══ THE INPUT ══
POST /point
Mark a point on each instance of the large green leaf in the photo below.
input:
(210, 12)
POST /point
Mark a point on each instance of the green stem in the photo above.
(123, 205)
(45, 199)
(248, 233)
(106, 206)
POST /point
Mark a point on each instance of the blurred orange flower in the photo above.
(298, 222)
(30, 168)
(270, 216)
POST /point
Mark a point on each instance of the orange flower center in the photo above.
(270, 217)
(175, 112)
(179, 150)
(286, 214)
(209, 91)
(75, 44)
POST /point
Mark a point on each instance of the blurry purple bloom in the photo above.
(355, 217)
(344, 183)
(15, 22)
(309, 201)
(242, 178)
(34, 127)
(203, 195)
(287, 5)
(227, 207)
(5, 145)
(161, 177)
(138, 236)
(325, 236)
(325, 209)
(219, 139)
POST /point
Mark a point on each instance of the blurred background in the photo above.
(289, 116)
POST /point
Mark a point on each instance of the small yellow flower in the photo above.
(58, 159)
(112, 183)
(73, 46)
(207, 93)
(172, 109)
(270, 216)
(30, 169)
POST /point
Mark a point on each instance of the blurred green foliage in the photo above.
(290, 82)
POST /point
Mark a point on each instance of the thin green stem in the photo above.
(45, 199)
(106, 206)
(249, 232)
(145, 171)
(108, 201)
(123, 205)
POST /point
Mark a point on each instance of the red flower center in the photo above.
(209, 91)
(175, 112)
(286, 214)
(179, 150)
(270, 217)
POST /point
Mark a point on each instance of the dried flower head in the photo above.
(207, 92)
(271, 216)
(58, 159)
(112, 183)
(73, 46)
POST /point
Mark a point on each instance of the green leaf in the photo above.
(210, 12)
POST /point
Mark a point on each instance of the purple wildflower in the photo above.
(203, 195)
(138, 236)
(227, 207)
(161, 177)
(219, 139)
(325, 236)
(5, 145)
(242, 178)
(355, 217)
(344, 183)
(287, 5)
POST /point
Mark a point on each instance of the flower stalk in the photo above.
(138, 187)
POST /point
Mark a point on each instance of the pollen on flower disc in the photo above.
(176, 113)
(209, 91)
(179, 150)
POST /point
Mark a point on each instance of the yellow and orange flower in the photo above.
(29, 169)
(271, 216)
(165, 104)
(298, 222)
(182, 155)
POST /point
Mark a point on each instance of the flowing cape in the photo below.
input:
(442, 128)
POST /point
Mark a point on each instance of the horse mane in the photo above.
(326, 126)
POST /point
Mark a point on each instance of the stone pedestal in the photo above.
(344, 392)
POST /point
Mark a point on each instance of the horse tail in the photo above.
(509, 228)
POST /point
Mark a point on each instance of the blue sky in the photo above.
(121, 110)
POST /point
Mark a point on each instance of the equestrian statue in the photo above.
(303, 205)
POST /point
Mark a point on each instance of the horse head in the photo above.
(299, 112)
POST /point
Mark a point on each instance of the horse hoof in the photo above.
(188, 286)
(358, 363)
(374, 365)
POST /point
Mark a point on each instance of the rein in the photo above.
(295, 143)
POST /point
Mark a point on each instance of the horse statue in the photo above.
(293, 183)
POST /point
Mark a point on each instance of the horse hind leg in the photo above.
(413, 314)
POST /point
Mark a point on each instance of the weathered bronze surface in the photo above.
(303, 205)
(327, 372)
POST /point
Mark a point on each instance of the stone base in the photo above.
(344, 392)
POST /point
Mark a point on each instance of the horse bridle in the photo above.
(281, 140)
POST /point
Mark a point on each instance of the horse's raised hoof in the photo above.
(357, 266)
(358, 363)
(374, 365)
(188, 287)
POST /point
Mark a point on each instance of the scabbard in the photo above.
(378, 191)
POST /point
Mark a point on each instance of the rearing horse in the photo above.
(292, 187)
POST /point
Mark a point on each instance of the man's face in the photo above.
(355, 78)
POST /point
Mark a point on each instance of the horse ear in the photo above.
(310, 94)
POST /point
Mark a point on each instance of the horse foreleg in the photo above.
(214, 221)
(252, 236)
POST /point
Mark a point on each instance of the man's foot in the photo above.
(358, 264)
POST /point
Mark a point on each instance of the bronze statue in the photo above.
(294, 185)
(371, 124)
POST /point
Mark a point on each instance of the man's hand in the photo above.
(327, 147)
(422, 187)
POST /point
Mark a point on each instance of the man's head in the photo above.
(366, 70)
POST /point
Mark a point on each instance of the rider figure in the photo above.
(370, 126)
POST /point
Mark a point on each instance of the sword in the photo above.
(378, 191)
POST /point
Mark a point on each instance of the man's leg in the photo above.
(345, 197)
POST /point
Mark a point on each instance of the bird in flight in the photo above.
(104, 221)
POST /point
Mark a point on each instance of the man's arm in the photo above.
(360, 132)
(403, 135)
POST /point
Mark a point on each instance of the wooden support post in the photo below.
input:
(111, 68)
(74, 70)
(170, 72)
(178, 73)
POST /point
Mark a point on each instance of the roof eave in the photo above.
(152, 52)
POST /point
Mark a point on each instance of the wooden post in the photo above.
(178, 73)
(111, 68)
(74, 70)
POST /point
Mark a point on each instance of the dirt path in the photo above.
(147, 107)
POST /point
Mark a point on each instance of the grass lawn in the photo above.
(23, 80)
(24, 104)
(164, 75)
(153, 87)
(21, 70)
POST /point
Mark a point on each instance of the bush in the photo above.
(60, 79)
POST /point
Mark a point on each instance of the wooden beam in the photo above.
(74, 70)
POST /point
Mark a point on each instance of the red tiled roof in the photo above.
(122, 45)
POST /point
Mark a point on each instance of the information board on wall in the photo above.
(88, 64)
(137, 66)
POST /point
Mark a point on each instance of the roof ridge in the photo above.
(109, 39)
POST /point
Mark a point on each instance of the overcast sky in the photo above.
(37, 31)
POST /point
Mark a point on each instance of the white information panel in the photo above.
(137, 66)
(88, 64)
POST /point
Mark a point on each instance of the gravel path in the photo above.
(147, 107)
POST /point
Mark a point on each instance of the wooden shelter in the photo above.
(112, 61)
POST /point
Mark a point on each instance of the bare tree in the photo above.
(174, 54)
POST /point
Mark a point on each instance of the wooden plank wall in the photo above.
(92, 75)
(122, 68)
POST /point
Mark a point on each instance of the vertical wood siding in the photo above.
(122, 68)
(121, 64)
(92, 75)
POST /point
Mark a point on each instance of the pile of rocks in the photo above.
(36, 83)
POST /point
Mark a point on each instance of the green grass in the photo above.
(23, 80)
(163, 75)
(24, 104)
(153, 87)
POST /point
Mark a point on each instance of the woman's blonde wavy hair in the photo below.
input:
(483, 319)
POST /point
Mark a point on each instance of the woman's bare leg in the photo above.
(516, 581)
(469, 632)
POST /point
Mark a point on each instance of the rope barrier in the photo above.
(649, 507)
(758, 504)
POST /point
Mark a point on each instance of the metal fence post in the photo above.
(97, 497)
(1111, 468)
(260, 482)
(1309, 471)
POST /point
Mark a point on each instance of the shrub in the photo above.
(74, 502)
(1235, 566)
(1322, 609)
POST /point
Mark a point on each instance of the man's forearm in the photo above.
═══
» **TASK BRIEF**: Repeat the data verbatim.

» **THE SOLUTION**:
POST /point
Mark a point on each instance of the large green leaf in the photo below.
input:
(210, 12)
POST /point
Mark a point on each instance of the green stem in the photo above.
(123, 205)
(45, 199)
(248, 233)
(106, 206)
POST /point
Mark a point on each instance of the blurred orange flower in the photo above.
(298, 222)
(30, 168)
(270, 216)
POST /point
Mark a point on each instance of the orange flower center in the photo above.
(270, 217)
(175, 112)
(179, 150)
(286, 214)
(209, 91)
(75, 44)
POST /point
Mark a point on each instance of the blurry purple bloom in the photo above.
(355, 217)
(344, 183)
(15, 22)
(309, 201)
(242, 178)
(34, 127)
(203, 195)
(287, 5)
(227, 207)
(5, 145)
(161, 177)
(138, 236)
(325, 236)
(325, 209)
(219, 139)
POST /point
Mark a point on each instance of the blurred background in the photo above.
(289, 116)
POST /point
Mark a point on each instance of the small yellow flower in the photo above.
(58, 159)
(112, 183)
(73, 46)
(207, 93)
(172, 109)
(270, 216)
(30, 169)
POST /point
Mark a point on each instance of the blurred green foliage in the photo above.
(290, 82)
POST /point
Mark a point on each instance of the thin green stem in the photo above.
(45, 199)
(106, 206)
(249, 232)
(145, 171)
(108, 201)
(123, 205)
POST /point
Mark a point on each instance of the red flower center in the photo above.
(209, 91)
(175, 112)
(286, 214)
(179, 150)
(270, 217)
POST /point
Mark a point on each instance of the dried flower head in the photo above.
(207, 92)
(271, 216)
(58, 159)
(112, 183)
(73, 46)
POST /point
Mark a point on each instance of the green leaf in the photo above.
(210, 12)
POST /point
Mark a point on each instance of the purple wildflower in the photo above.
(203, 195)
(138, 236)
(227, 207)
(161, 177)
(219, 139)
(325, 236)
(5, 145)
(242, 178)
(355, 217)
(344, 183)
(287, 5)
POST /point
Mark a point on each instance of the flower stalk in the photo above.
(138, 187)
POST /point
Mark a point on each instance of the pollen on flower disc in the photo above.
(176, 113)
(209, 91)
(179, 150)
POST /point
Mark a point on each instance of the yellow and orange flower in the photo above.
(29, 169)
(271, 216)
(165, 104)
(298, 222)
(182, 155)
POST /point
Mark a point on each instance of the flowing cape in the photo below.
input:
(442, 128)
POST /point
Mark a point on each instance of the horse mane in the photo above.
(326, 126)
POST /point
Mark a point on each instance of the stone pedestal in the photo above.
(344, 392)
POST /point
Mark a point on each instance of the horse tail in the photo above.
(509, 228)
POST /point
Mark a point on each instance of the blue sky in the photo above.
(121, 110)
POST /point
Mark a point on each instance of the equestrian statue in the photo above.
(303, 205)
POST /point
Mark a point on each instance of the horse head in the photo above.
(299, 112)
POST /point
Mark a point on each instance of the horse hoof in the photo above.
(188, 286)
(358, 363)
(374, 365)
POST /point
Mark a point on each instance of the rein in the photo above.
(295, 143)
POST /point
Mark a point on each instance of the horse statue in the photo above.
(293, 183)
POST /point
Mark a point on each instance of the horse hind leg in the photo above.
(413, 314)
POST /point
Mark a point on each instance of the weathered bronze surface in the photo above.
(303, 205)
(327, 372)
POST /point
Mark a point on each instance of the stone base in the photo above.
(344, 392)
POST /point
Mark a point on each instance of the horse bridle in the photo above.
(281, 140)
POST /point
Mark a point on each instance of the horse's raised hoof in the photo above.
(357, 266)
(358, 363)
(374, 365)
(188, 287)
POST /point
Mark a point on each instance of the scabbard in the photo above.
(378, 191)
POST /point
Mark a point on each instance of the rearing horse in the photo above.
(292, 187)
POST /point
Mark a point on each instance of the man's face in the photo above.
(355, 78)
POST /point
Mark a point on each instance of the horse ear in the photo above.
(310, 94)
POST /point
Mark a point on each instance of the horse foreleg in the photo above.
(214, 221)
(252, 236)
POST /point
Mark a point on each instance of the man's foot in the photo above.
(358, 264)
POST /point
Mark a point on each instance of the bronze statue in the photo above.
(294, 185)
(371, 124)
POST /point
Mark a point on each instance of the man's hand in the photo above.
(327, 147)
(422, 187)
POST /point
Mark a point on each instance of the man's head in the photo above.
(366, 70)
POST /point
Mark a point on each instance of the rider figure in the photo above.
(370, 126)
POST /point
Mark a point on each instance of the sword in the photo above.
(378, 191)
POST /point
Mark a point on each instance of the man's leg in the photo above.
(345, 197)
POST /point
Mark a point on each instance of the bird in flight in the photo above.
(104, 221)
POST /point
Mark a point on each instance of the man's arm in the photo above.
(360, 132)
(403, 135)
POST /point
Mark a point on each instance of the wooden support post in the photo below.
input:
(111, 68)
(74, 70)
(170, 72)
(178, 73)
POST /point
Mark a point on each instance of the roof eave in the photo above.
(152, 52)
POST /point
Mark a point on each instance of the wooden post in the photo above.
(178, 73)
(111, 68)
(74, 70)
POST /point
Mark a point on each instance of the dirt path in the photo above.
(147, 107)
POST /point
Mark a point on each instance of the grass lawn in the photo above.
(23, 80)
(24, 104)
(164, 75)
(153, 87)
(21, 70)
POST /point
Mark a point on each instance of the bush in the photo above.
(60, 79)
POST /point
Mark a point on each instance of the wooden beam in the photo above.
(74, 70)
POST /point
Mark a point on each instance of the red tiled roof in the photo above.
(122, 45)
POST /point
Mark a point on each instance of the information board on wall in the photo above.
(88, 64)
(137, 66)
POST /point
Mark a point on each instance of the roof ridge in the photo above.
(109, 39)
POST /point
Mark a point on each instance of the overcast sky in the photo above.
(37, 31)
POST /point
Mark a point on each instance of the white information panel in the photo above.
(137, 66)
(88, 64)
POST /point
Mark a point on each instance of the gravel path in the photo above.
(147, 107)
POST /point
Mark a point on each instance of the wooden shelter in the photo above.
(112, 61)
POST /point
Mark a point on each instance of the bare tree in the photo above.
(174, 54)
POST /point
Mark a point on each instance of the wooden plank wall in the photo above.
(92, 75)
(122, 68)
POST /point
Mark a point on each instance of the vertical wood siding in the photo above.
(122, 68)
(121, 64)
(92, 75)
POST /point
Mark a point on each instance of the pile of rocks in the photo above.
(36, 83)
POST /point
Mark a point on each instance of the green grass in the photo above.
(23, 80)
(163, 75)
(24, 104)
(153, 87)
POST /point
Mark a point on each instance of the woman's blonde wavy hair in the photo below.
input:
(483, 319)
POST /point
Mark a point on each instance of the woman's bare leg in the photo above.
(516, 581)
(469, 632)
POST /point
Mark a point on each instance of the rope barrier in the photo above.
(649, 507)
(758, 504)
POST /point
Mark a point on each instance of the metal fence post in the photo above.
(97, 497)
(1111, 468)
(260, 482)
(1309, 471)
POST /point
Mark a point on each instance of the shrub in the photo above.
(74, 502)
(1235, 566)
(1322, 609)
POST /point
Mark a point on each instance of the man's forearm in the photo above.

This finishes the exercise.